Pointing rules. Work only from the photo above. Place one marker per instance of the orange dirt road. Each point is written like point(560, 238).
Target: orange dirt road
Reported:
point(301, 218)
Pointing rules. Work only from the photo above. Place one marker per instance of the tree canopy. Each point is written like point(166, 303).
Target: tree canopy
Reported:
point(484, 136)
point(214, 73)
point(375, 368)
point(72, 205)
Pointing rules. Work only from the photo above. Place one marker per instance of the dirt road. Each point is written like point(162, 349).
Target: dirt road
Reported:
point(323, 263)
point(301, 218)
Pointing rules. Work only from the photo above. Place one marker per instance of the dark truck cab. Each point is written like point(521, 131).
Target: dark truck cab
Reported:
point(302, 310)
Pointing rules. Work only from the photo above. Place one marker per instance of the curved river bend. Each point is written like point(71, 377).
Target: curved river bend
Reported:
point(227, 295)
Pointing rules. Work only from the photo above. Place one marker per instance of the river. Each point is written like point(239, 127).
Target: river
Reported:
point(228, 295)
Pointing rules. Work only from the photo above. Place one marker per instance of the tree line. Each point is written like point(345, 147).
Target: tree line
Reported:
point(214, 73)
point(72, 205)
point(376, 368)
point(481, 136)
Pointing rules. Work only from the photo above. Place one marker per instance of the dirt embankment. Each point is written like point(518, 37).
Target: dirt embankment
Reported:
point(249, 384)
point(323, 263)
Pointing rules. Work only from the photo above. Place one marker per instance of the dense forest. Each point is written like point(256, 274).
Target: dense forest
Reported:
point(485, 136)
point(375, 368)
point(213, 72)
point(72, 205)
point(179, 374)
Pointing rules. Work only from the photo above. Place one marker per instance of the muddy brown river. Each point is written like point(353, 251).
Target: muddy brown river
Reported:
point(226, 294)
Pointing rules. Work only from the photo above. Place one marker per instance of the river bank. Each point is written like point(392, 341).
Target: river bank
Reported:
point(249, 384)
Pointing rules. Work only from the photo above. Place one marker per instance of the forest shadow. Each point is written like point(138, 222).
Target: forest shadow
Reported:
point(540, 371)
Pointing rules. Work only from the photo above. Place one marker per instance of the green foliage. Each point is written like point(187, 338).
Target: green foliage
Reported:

######

Transcribe every line of the data, exactly as it stands.

Pointing rules. Work only from the photo above. Place one marker per instance of the orange dirt road. Each point is written like point(560, 238).
Target: orange dirt road
Reported:
point(301, 218)
Pointing rules. Work only from the photo above. Place one marker per instance of the tree canopy. Each point is written like point(166, 303).
Target: tree canopy
Reported:
point(484, 136)
point(214, 73)
point(375, 368)
point(72, 205)
Pointing rules. Work only from the photo above. Place one marker per instance of the dirt road. Each point is written like point(162, 349).
Target: dirt road
Reported:
point(323, 263)
point(301, 218)
Pointing rules. Work only from the photo above. Place one marker per instance of the dark truck cab. Each point is written like point(521, 131).
Target: dark truck cab
Reported:
point(302, 310)
Pointing rules. Work only from the photo above. Place one marker per instance of the curved river bend. Each point is written like point(71, 377).
Target: curved river bend
Reported:
point(227, 295)
Pointing rules. Work only from the photo above. Place one marker per instance of the river. Each point is written like point(239, 127).
Target: river
Reported:
point(228, 295)
Pointing rules. Work only from the photo above. Place one marker per instance of the tree line. Each point is written like point(345, 147).
Target: tree line
Reported:
point(214, 73)
point(72, 205)
point(376, 368)
point(481, 136)
Pointing rules. Work only from the photo above. Place one marker per instance of the dirt embankment. Each point is written like point(518, 37).
Target: dirt embankment
Reported:
point(249, 384)
point(323, 263)
Pointing rules. Work only from the photo above. Place one marker per instance of the dense forest. Each point is written like point(256, 274).
Target: dense forest
Reported:
point(485, 136)
point(375, 368)
point(213, 72)
point(72, 205)
point(179, 374)
Pointing rules. Work only from the photo above. Place one marker per instance of the muddy brown river. Each point is written like point(353, 251).
Target: muddy brown river
Reported:
point(226, 294)
Pointing rules. Work only from the photo above. Place one marker per instance of the river bank. Each point is written like point(392, 341).
Target: river bank
Reported:
point(249, 384)
Pointing rules. Work only from the photo above. Place one marker per instance of the forest shadow. Each point is written like point(138, 222).
Target: forest shadow
Reported:
point(540, 371)
Pointing rules. Work only from the photo above. Place one marker per instance of the green foliage. Each point is written like point(187, 338).
Target: green foliage
Reported:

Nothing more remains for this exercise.